Dataset entries
——
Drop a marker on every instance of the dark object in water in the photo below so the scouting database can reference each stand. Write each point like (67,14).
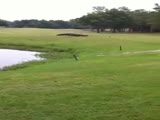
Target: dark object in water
(72,34)
(75,57)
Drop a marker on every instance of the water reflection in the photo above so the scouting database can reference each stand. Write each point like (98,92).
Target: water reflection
(10,57)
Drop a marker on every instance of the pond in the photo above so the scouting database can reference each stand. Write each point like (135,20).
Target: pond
(9,57)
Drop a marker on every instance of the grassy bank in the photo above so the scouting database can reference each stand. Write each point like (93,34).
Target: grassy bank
(104,84)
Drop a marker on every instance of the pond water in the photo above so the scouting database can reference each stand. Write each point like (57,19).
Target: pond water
(9,57)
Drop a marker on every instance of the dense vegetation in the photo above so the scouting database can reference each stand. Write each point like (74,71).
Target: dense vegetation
(122,18)
(105,84)
(116,20)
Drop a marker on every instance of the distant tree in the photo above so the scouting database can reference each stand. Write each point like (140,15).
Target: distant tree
(99,9)
(4,23)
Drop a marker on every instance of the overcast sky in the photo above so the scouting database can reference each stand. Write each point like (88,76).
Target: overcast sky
(62,9)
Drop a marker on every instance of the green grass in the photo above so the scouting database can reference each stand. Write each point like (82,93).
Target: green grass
(109,87)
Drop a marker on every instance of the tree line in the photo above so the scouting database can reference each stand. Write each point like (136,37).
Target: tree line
(121,19)
(114,20)
(52,24)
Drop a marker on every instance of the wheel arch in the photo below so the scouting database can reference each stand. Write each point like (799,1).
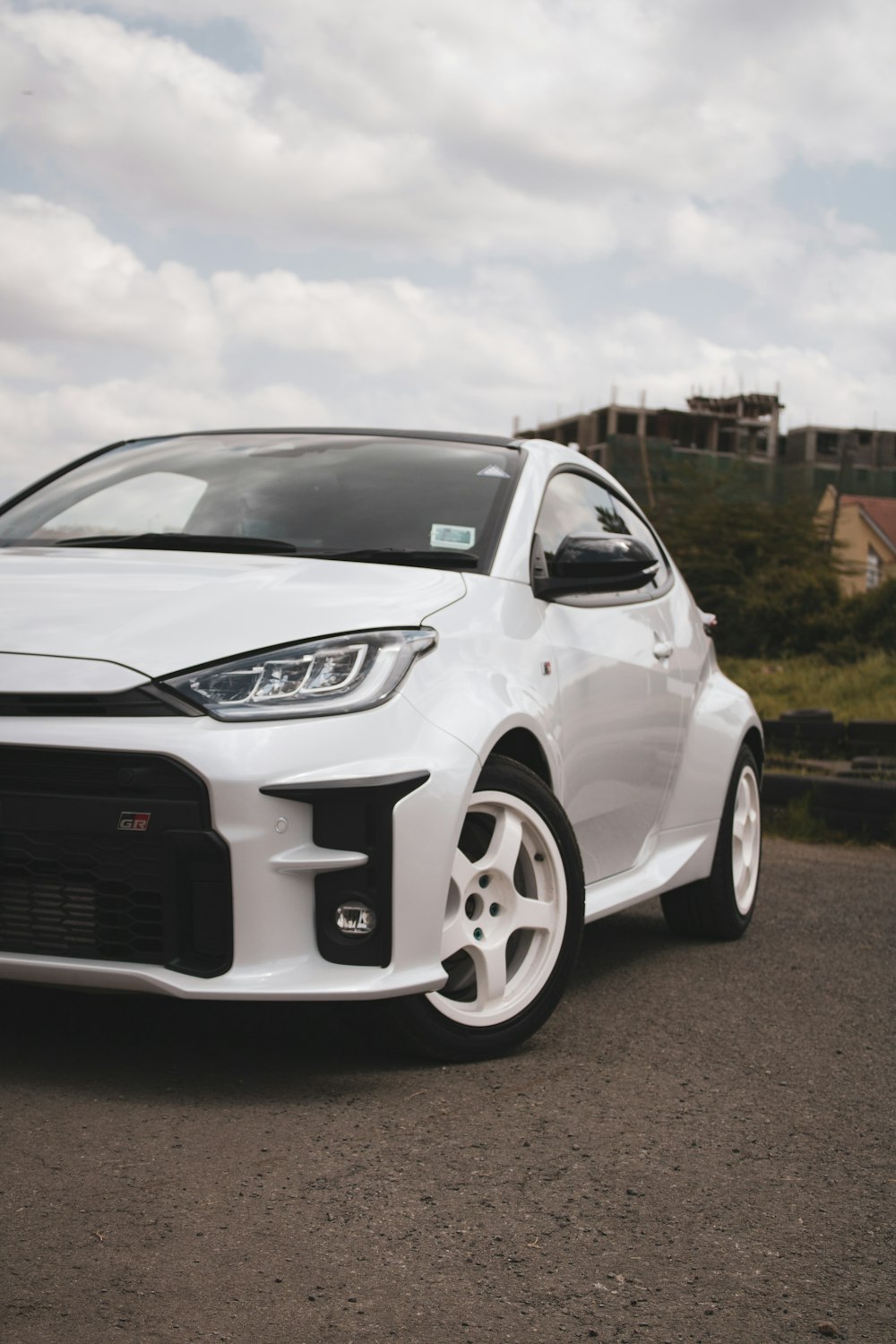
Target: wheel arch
(758,747)
(524,747)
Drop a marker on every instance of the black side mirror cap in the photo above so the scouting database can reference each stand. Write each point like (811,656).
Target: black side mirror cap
(592,564)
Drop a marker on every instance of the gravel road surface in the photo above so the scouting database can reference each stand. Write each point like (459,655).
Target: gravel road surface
(699,1147)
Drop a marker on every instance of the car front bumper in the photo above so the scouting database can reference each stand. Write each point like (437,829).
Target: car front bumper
(371,800)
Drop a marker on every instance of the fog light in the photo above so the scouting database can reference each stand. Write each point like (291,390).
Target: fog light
(355,918)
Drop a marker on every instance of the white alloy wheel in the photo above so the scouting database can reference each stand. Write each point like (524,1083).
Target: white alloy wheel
(505,914)
(512,924)
(745,840)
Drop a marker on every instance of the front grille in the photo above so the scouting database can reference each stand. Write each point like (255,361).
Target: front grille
(75,895)
(112,857)
(128,704)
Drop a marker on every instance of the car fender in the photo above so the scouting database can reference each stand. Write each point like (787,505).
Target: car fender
(492,672)
(720,720)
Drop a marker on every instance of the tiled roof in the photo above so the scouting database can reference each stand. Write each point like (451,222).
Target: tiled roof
(877,511)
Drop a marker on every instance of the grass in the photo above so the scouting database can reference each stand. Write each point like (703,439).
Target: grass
(797,822)
(864,690)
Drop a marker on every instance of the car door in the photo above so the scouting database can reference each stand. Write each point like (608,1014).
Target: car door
(621,703)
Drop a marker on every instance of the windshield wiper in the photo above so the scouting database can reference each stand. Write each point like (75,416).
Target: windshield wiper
(392,556)
(187,542)
(271,546)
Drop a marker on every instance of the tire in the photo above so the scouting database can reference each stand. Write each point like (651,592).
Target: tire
(721,906)
(512,924)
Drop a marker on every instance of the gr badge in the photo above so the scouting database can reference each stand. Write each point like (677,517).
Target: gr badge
(134,820)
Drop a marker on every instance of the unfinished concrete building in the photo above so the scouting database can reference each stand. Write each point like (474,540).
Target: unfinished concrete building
(745,425)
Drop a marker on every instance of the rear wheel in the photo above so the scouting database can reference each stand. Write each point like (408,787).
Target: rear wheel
(723,905)
(512,922)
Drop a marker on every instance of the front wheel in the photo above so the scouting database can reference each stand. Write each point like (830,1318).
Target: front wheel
(512,922)
(723,905)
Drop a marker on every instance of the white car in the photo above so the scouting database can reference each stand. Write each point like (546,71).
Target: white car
(357,715)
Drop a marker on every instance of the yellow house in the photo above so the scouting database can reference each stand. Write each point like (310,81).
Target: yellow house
(863,529)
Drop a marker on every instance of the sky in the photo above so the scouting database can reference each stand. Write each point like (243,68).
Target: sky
(438,214)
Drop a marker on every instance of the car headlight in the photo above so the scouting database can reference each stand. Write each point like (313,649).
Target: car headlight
(322,676)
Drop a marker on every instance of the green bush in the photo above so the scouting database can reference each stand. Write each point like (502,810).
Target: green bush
(761,567)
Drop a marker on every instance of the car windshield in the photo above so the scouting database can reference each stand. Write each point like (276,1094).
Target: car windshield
(390,500)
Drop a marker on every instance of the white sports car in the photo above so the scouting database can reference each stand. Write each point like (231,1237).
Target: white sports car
(349,714)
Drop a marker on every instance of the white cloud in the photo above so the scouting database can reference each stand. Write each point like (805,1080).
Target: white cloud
(640,139)
(525,128)
(61,277)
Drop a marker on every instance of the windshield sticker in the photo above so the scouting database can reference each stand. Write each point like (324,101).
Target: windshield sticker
(452,537)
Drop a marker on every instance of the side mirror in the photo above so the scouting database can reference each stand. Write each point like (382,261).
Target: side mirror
(589,564)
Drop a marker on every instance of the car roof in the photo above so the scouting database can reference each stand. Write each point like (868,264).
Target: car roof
(349,432)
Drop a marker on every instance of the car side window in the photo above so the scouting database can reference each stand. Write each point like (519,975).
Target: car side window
(575,503)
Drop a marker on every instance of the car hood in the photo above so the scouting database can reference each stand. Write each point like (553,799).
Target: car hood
(166,612)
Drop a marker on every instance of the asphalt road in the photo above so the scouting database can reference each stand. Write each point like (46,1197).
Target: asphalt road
(697,1147)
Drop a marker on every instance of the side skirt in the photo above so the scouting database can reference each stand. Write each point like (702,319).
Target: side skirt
(675,859)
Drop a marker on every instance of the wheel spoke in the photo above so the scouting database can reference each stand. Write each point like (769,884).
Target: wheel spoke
(490,973)
(455,935)
(463,873)
(535,914)
(504,847)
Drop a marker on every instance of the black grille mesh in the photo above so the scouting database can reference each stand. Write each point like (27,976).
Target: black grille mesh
(78,881)
(74,895)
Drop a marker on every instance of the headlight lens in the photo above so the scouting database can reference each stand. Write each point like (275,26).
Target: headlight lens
(323,676)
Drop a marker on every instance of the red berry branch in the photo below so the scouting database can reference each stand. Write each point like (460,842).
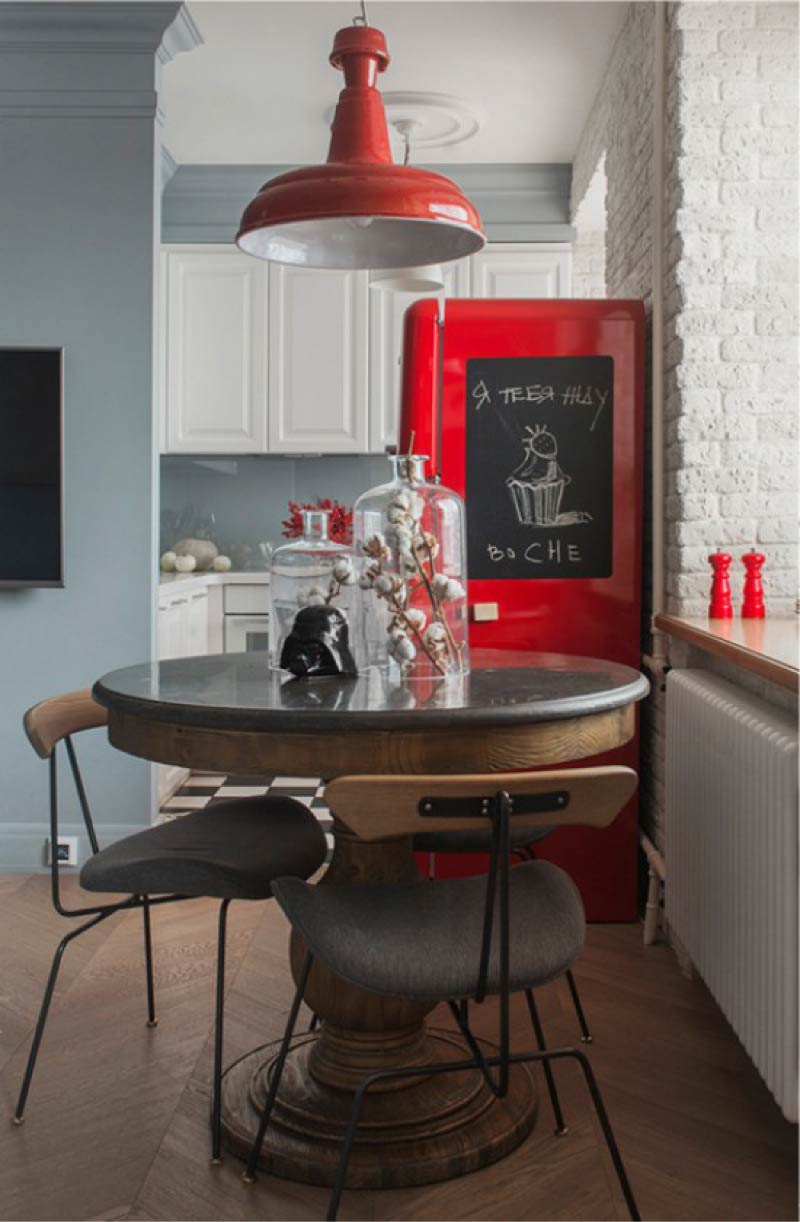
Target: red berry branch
(340,524)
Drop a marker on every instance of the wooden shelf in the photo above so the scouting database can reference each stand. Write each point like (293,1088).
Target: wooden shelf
(766,647)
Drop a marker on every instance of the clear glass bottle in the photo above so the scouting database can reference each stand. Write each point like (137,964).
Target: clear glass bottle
(409,541)
(313,571)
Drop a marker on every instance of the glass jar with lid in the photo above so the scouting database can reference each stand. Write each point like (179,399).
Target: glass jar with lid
(409,540)
(313,571)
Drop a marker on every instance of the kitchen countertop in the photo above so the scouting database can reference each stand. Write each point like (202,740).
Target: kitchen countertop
(766,647)
(209,577)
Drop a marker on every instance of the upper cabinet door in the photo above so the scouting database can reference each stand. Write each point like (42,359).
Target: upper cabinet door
(215,351)
(387,310)
(516,269)
(318,361)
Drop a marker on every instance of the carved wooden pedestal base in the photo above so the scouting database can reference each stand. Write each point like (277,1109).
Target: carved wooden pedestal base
(435,1128)
(413,1130)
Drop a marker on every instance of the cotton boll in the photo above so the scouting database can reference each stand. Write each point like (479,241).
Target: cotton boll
——
_Given request_
Could you convert these lines into a Markdown table with the columns "No." and "Line", numbering each row and skipping blank lines? Leave the pictures out of the table.

_Finished task_
| No. | Line |
|---|---|
| 1 | Drop a marker on every instance of the dark object in water in the photo below so the scouting database can reference each stand. Write each point like (67,14). |
| 2 | Target: dark object in water |
| 3 | (72,34) |
| 4 | (75,57) |
| 5 | Drop a marker on every instance of the water reflection in the photo above so the scouting database can reference each stand. Write each point like (98,92). |
| 6 | Target: water reflection |
| 7 | (10,57) |
| 8 | Drop a marker on every instance of the pond in the photo above so the scouting database can reference each stand. Write each point like (135,20). |
| 9 | Target: pond |
| 10 | (9,57) |
| 11 | Drop a marker on every instance of the grassy bank in the photo above so the scouting database can reference each stand. Write each point like (93,34). |
| 12 | Target: grassy bank |
| 13 | (104,84) |
| 14 | Drop a marker on every instance of the pond water in the photo above so the scouting database can reference each stand. Write each point like (57,19). |
| 15 | Target: pond water |
| 16 | (9,57) |
| 17 | Drop a marker on every instance of the dense vegetation in the photo above so the scouting database can reference each stand. Write each point like (74,71). |
| 18 | Target: dense vegetation |
| 19 | (122,18) |
| 20 | (105,84) |
| 21 | (116,20) |
| 22 | Drop a marker on every instance of the distant tree in the photo above so the scouting database can reference each stand. Write each point like (140,15). |
| 23 | Target: distant tree |
| 24 | (99,9) |
| 25 | (4,23) |
| 26 | Drop a marker on every instance of the overcast sky in the photo above so the scouting database can reference each stand. Write each point like (88,76). |
| 27 | Target: overcast sky |
| 28 | (62,9) |
| 29 | Drop a marker on every instance of the green grass in the photo above so the scouting database can reference each stand. Write each point like (82,93). |
| 30 | Target: green grass |
| 31 | (109,87) |
| 32 | Drop a marker on every instance of the tree line in the photo above so the scouting database can reference each stand. Write each point like (136,37). |
| 33 | Target: tree line |
| 34 | (121,19) |
| 35 | (114,20) |
| 36 | (52,24) |
| 37 | Drop a marker on every instance of the wheel arch in the photo below so the scouting database can reference each stand. Write each point like (799,1). |
| 38 | Target: wheel arch |
| 39 | (758,747) |
| 40 | (524,747) |
| 41 | Drop a marker on every instance of the black side mirror cap in the photo above so the scouting database can reference each stand. Write each point like (811,656). |
| 42 | Target: black side mirror cap |
| 43 | (592,564) |
| 44 | Drop a marker on every instance of the gravel road surface in the photo above so the scouting database can reference each stand. Write each point like (459,655). |
| 45 | Target: gravel road surface |
| 46 | (699,1147) |
| 47 | Drop a marker on every instance of the car front bumper in the photo above so the scouting database can reference each stand. Write each point like (437,829). |
| 48 | Target: car front bumper |
| 49 | (371,800) |
| 50 | Drop a marker on every instance of the fog light in the photo above so the scouting database can reference each stand. Write each point like (291,390). |
| 51 | Target: fog light |
| 52 | (355,918) |
| 53 | Drop a marker on every instance of the white alloy wheel in the photo above so the scouting database can reference each stand. Write each point like (524,1083). |
| 54 | Target: white alloy wheel |
| 55 | (505,914) |
| 56 | (512,924) |
| 57 | (745,840) |
| 58 | Drop a marker on every instance of the front grille in the photo above so the scouting database can reference each stand. Write each point like (255,361). |
| 59 | Target: front grille |
| 60 | (75,895) |
| 61 | (112,857) |
| 62 | (128,704) |
| 63 | Drop a marker on every instance of the car fender in the photo above so the scouting database can reference each stand. Write each point like (787,505). |
| 64 | Target: car fender |
| 65 | (492,672) |
| 66 | (720,720) |
| 67 | Drop a marker on every instance of the tiled roof in the photo above so the scouting database can reference each stand. Write each point like (451,222). |
| 68 | Target: tiled roof |
| 69 | (877,511) |
| 70 | Drop a marker on every instance of the grass in the photo above so the scouting database can reference each stand. Write each point like (703,439). |
| 71 | Target: grass |
| 72 | (797,822) |
| 73 | (864,690) |
| 74 | Drop a marker on every instance of the car door in the photo above so the scouting database can reference each stand. Write each point like (608,1014). |
| 75 | Target: car door |
| 76 | (621,703) |
| 77 | Drop a marker on every instance of the windshield wiper in the photo above so the scouting database can reference each stand. Write each point like (75,416). |
| 78 | Target: windshield wiper |
| 79 | (392,556) |
| 80 | (187,542) |
| 81 | (271,546) |
| 82 | Drop a marker on every instance of the tire in the photo above so the scouting database can reference each stand. Write each point like (651,592). |
| 83 | Target: tire |
| 84 | (721,906) |
| 85 | (512,924) |
| 86 | Drop a marker on every instance of the gr badge in the photo above so the scouting database can reference each stand. Write each point like (677,517). |
| 87 | Target: gr badge |
| 88 | (134,820) |
| 89 | Drop a marker on every instance of the unfinished concrete building in the photo above so the scouting database can reference each stand. Write each point like (474,540). |
| 90 | Target: unfinished concrete building |
| 91 | (745,425) |
| 92 | Drop a marker on every instance of the rear wheel in the photo above so the scouting database can reference each stand. Write each point like (408,787). |
| 93 | Target: rear wheel |
| 94 | (723,905) |
| 95 | (512,922) |
| 96 | Drop a marker on every instance of the front wheel in the photo above so the scouting database can reference each stand. Write each point like (830,1318). |
| 97 | Target: front wheel |
| 98 | (512,922) |
| 99 | (723,905) |
| 100 | Drop a marker on every instance of the white car in the photo above so the scouting database can reference each stand. Write each point like (546,71). |
| 101 | Target: white car |
| 102 | (357,715) |
| 103 | Drop a marker on every instance of the yellow house in the photo above so the scouting database can reference each stand. Write each point like (310,81). |
| 104 | Target: yellow house |
| 105 | (863,529) |
| 106 | Drop a marker on every instance of the sky in the photo above so the scouting database can reference each stand. Write each point like (243,68). |
| 107 | Target: sky |
| 108 | (438,214) |
| 109 | Drop a marker on every instance of the car headlight in the photo above so the scouting database can reference each stand. Write each point like (313,649). |
| 110 | Target: car headlight |
| 111 | (322,676) |
| 112 | Drop a marker on every instance of the green bush in the photo above so the scouting database can reference each stand. Write each point like (502,810). |
| 113 | Target: green bush |
| 114 | (761,567) |
| 115 | Drop a marker on every instance of the car windshield in the photo above so the scouting database can reference each stand. Write each point like (276,1094). |
| 116 | Target: car windshield |
| 117 | (390,500) |
| 118 | Drop a marker on every instance of the white sports car in the photo above so the scouting database can reference each stand. Write each point like (231,1237). |
| 119 | Target: white sports car |
| 120 | (349,714) |
| 121 | Drop a marker on every instance of the white cloud in the photo above so the scouting database can reference each stand. Write each point like (805,1080). |
| 122 | Target: white cloud |
| 123 | (640,139) |
| 124 | (525,128) |
| 125 | (61,277) |
| 126 | Drop a marker on every instance of the windshield sticker in the photo above so the scouting database can reference each stand. Write each point like (324,101). |
| 127 | Target: windshield sticker |
| 128 | (452,537) |
| 129 | Drop a marker on every instance of the side mirror in the photo above so the scouting database can reference each stand. Write each point like (382,261). |
| 130 | Target: side mirror |
| 131 | (589,564) |
| 132 | Drop a marker on every instance of the car roof in the photo above so the scouting database can reference each stand. Write each point like (868,264). |
| 133 | Target: car roof |
| 134 | (349,432) |
| 135 | Drop a marker on every instance of the car side window in the photo above so the scouting database can reference each stand. Write each point like (519,975). |
| 136 | Target: car side window |
| 137 | (575,503) |
| 138 | Drop a marker on every instance of the car hood in the photo above so the scouting database can reference each stand. Write each point like (553,799). |
| 139 | Target: car hood |
| 140 | (166,612) |
| 141 | Drop a marker on every instance of the asphalt road in the photo above so the scouting database can reference each stand. Write each point like (46,1197). |
| 142 | Target: asphalt road |
| 143 | (697,1147) |
| 144 | Drop a marker on every instance of the side skirt in the photo above so the scouting database can reference each stand. Write each point like (702,319). |
| 145 | Target: side skirt |
| 146 | (675,859) |
| 147 | Drop a marker on every instance of the wheel spoke in the photo above so the scouting database can reference each stand. Write each point like (769,884). |
| 148 | Target: wheel spoke |
| 149 | (490,973) |
| 150 | (455,935) |
| 151 | (463,873) |
| 152 | (535,914) |
| 153 | (504,847) |
| 154 | Drop a marker on every instance of the black grille mesh in the photo above so the scouting database can reference each stand. Write each point like (27,976). |
| 155 | Target: black grille mesh |
| 156 | (78,881) |
| 157 | (74,895) |
| 158 | Drop a marker on every instance of the headlight lens in the photo above so the scouting database can reference each stand. Write each point like (275,26). |
| 159 | Target: headlight lens |
| 160 | (323,676) |
| 161 | Drop a marker on every instance of the red berry branch in the photo below so the scouting database can reference each stand. Write each point like (460,842). |
| 162 | Target: red berry branch |
| 163 | (340,524) |
| 164 | Drop a marker on every instance of the wooden shelf in the photo above so the scouting database can reference each stand. Write each point like (293,1088). |
| 165 | Target: wooden shelf |
| 166 | (766,647) |
| 167 | Drop a marker on every instance of the clear glass bottle in the photo above so the scouting database can reference each stand. Write each point like (137,964). |
| 168 | Target: clear glass bottle |
| 169 | (409,541) |
| 170 | (313,571) |
| 171 | Drop a marker on every instance of the glass jar with lid in the photo above so the scouting database can reference each stand. Write each point like (179,399). |
| 172 | Target: glass jar with lid |
| 173 | (409,540) |
| 174 | (313,571) |
| 175 | Drop a marker on every instance of the kitchen countertop in the photo above so the scouting database can reference each stand. Write each point like (202,740). |
| 176 | Target: kitchen countertop |
| 177 | (766,647) |
| 178 | (209,577) |
| 179 | Drop a marker on every instance of the upper cabinet door in the photo above so the scouting database can reference each stand. Write each point like (42,359). |
| 180 | Target: upper cabinet door |
| 181 | (215,351) |
| 182 | (387,310) |
| 183 | (516,269) |
| 184 | (318,361) |
| 185 | Drop a marker on every instance of the carved wooden pedestal base in the photo above so the scouting database can reference each stand. Write each point like (277,1109). |
| 186 | Target: carved wooden pedestal base |
| 187 | (435,1128) |
| 188 | (413,1130) |
| 189 | Drop a marker on every instance of the cotton boll in the photo above so the scouting database can reference each stand. Write each point like (479,241). |
| 190 | Target: cotton boll |